Now your IOException is interesting. Because I guess you could say that errors thrown that you can handle, are those a happy path? Like say you try three different directories for finding a config file, if you were to attempt to read the file in all three places one after the other and in each case you’d get a FileNotFound exception or something to indicate the file didn’t exist in that directory, which you’d handle by trying the other possible directories. Is this a happy path? Is that bad design then? Should you return a simpler file not find indicator instead of throwing? But that seems difficult to judge, because that IO read operation probably assumed that the file should be there if you asked to read it, and that you can’t handle the error of it being missing, which in a lot of programs would be true.

Even in cases where you can’t handle it, but the user or client needs to be aware, as it is a fault on their side, such as in cases of a Validation error. Is this a happy path as well? So would it be considered control flow to throw a Validation exception instead of say having your validation functions be predicates that return true when valid, false otherwise?

I never thought too heavily about this before. I used to think, of course I don’t use exceptions for “expected control flow”. But now I’m reconsidering what counts as expected and thus “happy path” control flow and what counts as truly exceptional?

Unrelated to the design consideration, the blog I linked does provide an answer to this for the performance consideration side of things:

The optimistic rule-of-thumb seems to be 10^-4 frequency for exceptions is exceptional enough

This is compared against returning int error codes for error checking using an if condition. Which will probably be faster then returning a Clojure keyword or any other more complex Object. It’s also pretty much the frequency at which you start to see slowdowns in overall execution speed, given a function that simply multiplies a number by two.

That means if you throw exceptions 0.01% of the time or less, you won’t see any performance degradation, but if you throw them more often then that, you will start to pay a slight performance cost. If you throw deep and catch at the top, you can go up to 0.1% before seeing performance degradation. That is if you don’t catch at every level and throw a nested exception, but throw once at the bottom and catch only once at the top or somewhere else.

The performance is only when throwing an exception, thus try is pretty much free, creating the exception is the most expensive part following by catching it.
◇ ◇ ◇ ◇
- Complete the following -
1. Check each statement against the post on exceptions and control flow, answering yes or no and quoting the words from the post that decide it: (a) The rule of thumb given for exceptions being exceptional enough is a 10^-4 frequency. (b) Throwing deep and catching at the top allows up to 0.1% before performance degrades. (c) Entering a try block is the most expensive part of using exceptions.
2. Write out, character for character, the part of the post on exceptions and control flow that opens with the words containing "Even in cases" and closes with "valid, false otherwise?".
◇ ◇ ◇ ◇
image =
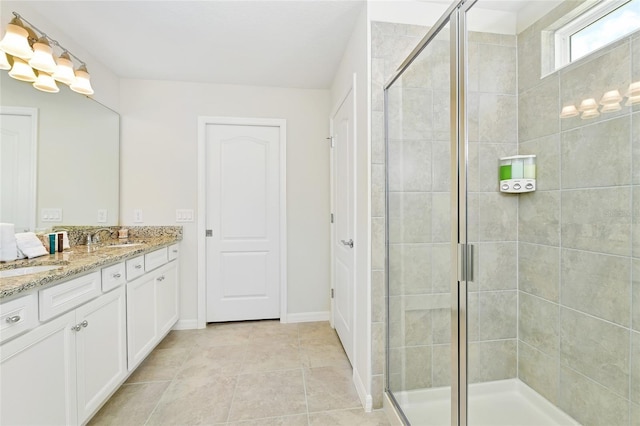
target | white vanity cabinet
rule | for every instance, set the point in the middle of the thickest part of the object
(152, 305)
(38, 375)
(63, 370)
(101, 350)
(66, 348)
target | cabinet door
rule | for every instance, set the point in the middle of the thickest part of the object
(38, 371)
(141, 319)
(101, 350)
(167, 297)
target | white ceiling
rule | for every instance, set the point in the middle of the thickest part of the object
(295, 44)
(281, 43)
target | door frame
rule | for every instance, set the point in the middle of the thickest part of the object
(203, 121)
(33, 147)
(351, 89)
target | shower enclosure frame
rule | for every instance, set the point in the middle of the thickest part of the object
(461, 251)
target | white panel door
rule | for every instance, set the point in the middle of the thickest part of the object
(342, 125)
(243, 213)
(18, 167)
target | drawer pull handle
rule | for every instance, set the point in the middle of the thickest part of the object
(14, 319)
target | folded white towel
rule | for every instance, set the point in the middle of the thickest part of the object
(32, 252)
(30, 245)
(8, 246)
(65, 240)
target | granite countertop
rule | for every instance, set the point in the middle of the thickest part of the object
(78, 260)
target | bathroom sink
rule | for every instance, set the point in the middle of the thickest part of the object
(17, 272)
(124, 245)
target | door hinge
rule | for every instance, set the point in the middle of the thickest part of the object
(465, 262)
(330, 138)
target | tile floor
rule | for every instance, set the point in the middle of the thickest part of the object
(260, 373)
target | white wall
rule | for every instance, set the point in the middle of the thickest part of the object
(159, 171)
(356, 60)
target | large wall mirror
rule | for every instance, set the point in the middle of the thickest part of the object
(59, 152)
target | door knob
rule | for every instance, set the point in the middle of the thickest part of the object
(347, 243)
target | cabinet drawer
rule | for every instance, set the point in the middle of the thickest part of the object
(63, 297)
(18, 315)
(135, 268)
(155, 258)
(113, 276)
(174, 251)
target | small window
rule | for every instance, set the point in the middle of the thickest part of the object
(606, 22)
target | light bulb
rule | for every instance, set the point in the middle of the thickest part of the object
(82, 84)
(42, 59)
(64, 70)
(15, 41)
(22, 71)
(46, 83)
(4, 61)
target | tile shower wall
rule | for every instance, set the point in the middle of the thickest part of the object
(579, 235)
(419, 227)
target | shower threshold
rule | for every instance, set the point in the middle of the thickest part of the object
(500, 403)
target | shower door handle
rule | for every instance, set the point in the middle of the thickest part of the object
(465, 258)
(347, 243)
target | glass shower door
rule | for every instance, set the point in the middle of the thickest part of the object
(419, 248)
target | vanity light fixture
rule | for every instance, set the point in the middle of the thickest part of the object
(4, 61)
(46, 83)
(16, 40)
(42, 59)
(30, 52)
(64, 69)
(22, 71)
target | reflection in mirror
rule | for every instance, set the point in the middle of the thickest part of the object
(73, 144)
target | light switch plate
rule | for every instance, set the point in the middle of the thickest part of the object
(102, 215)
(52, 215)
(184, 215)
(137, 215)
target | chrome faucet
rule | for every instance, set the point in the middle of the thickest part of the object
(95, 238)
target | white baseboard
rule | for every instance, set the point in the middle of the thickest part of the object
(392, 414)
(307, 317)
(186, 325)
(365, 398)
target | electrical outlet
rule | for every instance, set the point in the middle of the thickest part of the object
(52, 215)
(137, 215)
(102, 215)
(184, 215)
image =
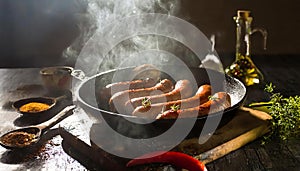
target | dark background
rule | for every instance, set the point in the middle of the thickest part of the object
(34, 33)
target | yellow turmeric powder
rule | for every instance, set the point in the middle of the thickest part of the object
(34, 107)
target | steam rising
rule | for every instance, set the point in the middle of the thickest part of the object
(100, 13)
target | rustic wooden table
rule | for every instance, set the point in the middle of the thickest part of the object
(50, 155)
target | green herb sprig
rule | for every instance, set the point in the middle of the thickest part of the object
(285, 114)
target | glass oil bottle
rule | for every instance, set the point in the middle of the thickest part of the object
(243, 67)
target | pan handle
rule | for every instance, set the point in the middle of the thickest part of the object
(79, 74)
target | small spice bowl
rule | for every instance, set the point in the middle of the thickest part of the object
◇ ◇ ◇ ◇
- Per-task answers -
1.
(a) Yes: "The optimistic rule-of-thumb seems to be 10^-4 frequency for exceptions is exceptional enough"
(b) Yes: "If you throw deep and catch at the top, you can go up to 0.1% before seeing performance degradation."
(c) No: "try is pretty much free, creating the exception is the most expensive part following by catching it."

2.
Even in cases where you can’t handle it, but the user or client needs to be aware, as it is a fault on their side, such as in cases of a Validation error. Is this a happy path as well? So would it be considered control flow to throw a Validation exception instead of say having your validation functions be predicates that return true when valid, false otherwise?